Source records:
*** Begin section ***

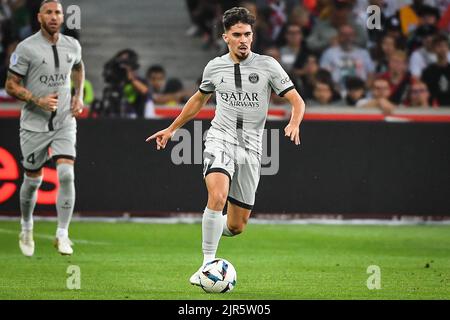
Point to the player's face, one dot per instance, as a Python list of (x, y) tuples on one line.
[(51, 17), (239, 39)]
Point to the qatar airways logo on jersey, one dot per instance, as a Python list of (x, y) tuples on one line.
[(54, 80), (240, 99)]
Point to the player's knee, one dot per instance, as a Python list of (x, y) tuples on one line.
[(33, 182), (217, 199), (65, 173), (236, 229)]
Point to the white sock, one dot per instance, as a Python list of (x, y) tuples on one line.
[(211, 231), (62, 233), (66, 198), (225, 231), (28, 198)]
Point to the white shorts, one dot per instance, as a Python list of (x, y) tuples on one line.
[(35, 146), (243, 168)]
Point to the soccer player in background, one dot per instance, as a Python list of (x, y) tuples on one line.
[(243, 81), (40, 74)]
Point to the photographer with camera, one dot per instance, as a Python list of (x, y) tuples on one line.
[(122, 96)]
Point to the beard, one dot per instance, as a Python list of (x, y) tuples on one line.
[(49, 29)]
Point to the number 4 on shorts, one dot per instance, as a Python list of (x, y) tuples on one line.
[(30, 159)]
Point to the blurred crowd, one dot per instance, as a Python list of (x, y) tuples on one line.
[(336, 58), (331, 52)]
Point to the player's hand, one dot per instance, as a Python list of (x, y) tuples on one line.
[(76, 106), (293, 132), (161, 138), (48, 103)]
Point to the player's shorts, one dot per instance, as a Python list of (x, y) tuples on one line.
[(35, 146), (242, 166)]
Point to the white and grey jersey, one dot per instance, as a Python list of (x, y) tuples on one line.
[(243, 93), (46, 68)]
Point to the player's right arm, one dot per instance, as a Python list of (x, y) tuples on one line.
[(15, 89), (190, 110)]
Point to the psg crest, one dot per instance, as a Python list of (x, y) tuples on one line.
[(253, 78)]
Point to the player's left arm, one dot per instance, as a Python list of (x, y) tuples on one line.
[(78, 76), (292, 130)]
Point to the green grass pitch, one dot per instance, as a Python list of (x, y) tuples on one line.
[(154, 261)]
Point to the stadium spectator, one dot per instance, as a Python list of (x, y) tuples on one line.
[(202, 14), (355, 90), (347, 60), (324, 94), (419, 95), (437, 75), (261, 29), (423, 55), (273, 52), (444, 22), (164, 92), (293, 54), (312, 72), (379, 97), (408, 16), (420, 35), (325, 32), (393, 29), (398, 77), (301, 17), (383, 51)]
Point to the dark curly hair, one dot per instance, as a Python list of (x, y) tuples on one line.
[(235, 15)]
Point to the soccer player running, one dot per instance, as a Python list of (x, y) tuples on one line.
[(40, 74), (243, 81)]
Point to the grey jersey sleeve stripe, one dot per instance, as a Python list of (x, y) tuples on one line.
[(16, 73), (204, 91)]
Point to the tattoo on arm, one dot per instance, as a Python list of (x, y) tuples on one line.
[(15, 88), (78, 78)]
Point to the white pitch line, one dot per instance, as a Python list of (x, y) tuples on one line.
[(195, 219), (48, 237)]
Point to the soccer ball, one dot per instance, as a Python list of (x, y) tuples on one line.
[(218, 276)]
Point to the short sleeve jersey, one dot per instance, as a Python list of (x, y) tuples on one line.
[(46, 68), (243, 94)]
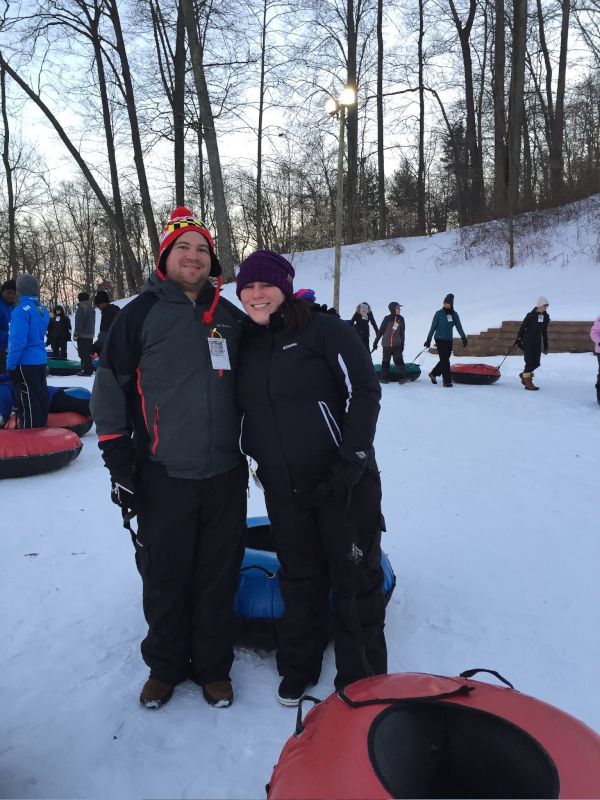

*** End section ***

To do:
Give the entries again word for word, but skip the pictures.

Exercise answer:
Point to the player's face, one dot per instance, as a Python list of (x, y) tuples on one line.
[(51, 17), (239, 39)]
Point to the qatar airways logo on jersey, one dot per instance, as a Python list of (x, y) tuples on one line.
[(54, 80), (240, 99)]
Point to the player's knee, one dot per instance, as a Python list of (x, y) tuples on one line.
[(33, 182), (217, 199), (65, 173), (236, 229)]
Point to the white sock, one dot per instance, as a Python list of (x, y) tuples on one line.
[(211, 231), (62, 233), (66, 198), (225, 231), (28, 198)]
Point to the white shorts, one dot per instance, as a Python list of (x, y) tuples on one line.
[(35, 146), (243, 168)]
Point to the soccer player in background, one dot per instance, as a Python list of (x, y) tuples on one line.
[(243, 81), (40, 74)]
Point to the photographer with camera, one dot per instance, as a Python list of (x, y) tuples on one line.
[(122, 96)]
Point to the beard, one dot per instance, as a Python list of (x, y) tuples on one line.
[(49, 29)]
Point to the number 4 on shorts, one dot per instance, as a Python list of (x, y) tuples on one line.
[(30, 159)]
Point to the blurred crowd, one dot per instance, as a Python list of (x, y) tuples on one line.
[(336, 58), (331, 52)]
Point to the player's hand, one dot per instance, as a Python list of (x, y) tuples on one line.
[(76, 106), (293, 132), (161, 138), (48, 103)]
Point to the player's shorts, one dot per instance, as a Python list of (x, y) tuples on one line.
[(35, 146), (242, 166)]
Point to the white and grey jersey, one dot per instance, as a Python list of (x, y) tuples on one line.
[(243, 93), (46, 68)]
Point to the player's right arm, one dot per instance, as a Python list of (x, y) tuples on one line.
[(15, 89), (190, 110)]
Point to the psg crest, one dot per instance, as a Python list of (x, y) tuples on one line.
[(253, 78)]
Point to the player's left arm, one dot per instance, as a Python list of (x, y) tuples on one line.
[(78, 76), (292, 130)]
Point to the green grass pitch, one dot per instance, as a Python list of (x, y) tuples on one line.
[(154, 261)]
Point to the stadium spectator, one dot per instance, as a Python list of (x, y) tuples on one line.
[(202, 14), (355, 90), (347, 60), (324, 94), (419, 95), (437, 75), (261, 29), (423, 55), (273, 52), (444, 22), (164, 92), (293, 54), (312, 72), (379, 97), (408, 16), (420, 35), (325, 32), (393, 29), (398, 77), (301, 17), (383, 51)]
Point to the dark curly hair, one dot per instance, as a Python list of (x, y) tuples on one line.
[(235, 15)]
Point to the soccer player running, one dot per instance, as a Python list of (x, y) tuples on one line.
[(40, 74), (243, 81)]
Point to the grey jersey sleeve stripe, one dot per instance, as a Python list of (x, y) tuples on one line.
[(16, 73), (204, 91)]
Point to the tattoo on arm, one dot per instance, as a Python list of (x, y) tuples on one line.
[(15, 88), (78, 78)]
Point to the white pitch line, one dot per instance, as a Python list of (x, y) tuples on one line.
[(195, 219), (48, 237)]
Point to the soccer ball, one dot per instance, as a Python list of (x, y) tuples on one line.
[(218, 276)]
Point to the short sleeve jersey, one dot per instance, as a Python list of (x, y) tuples on one line.
[(46, 68), (243, 94)]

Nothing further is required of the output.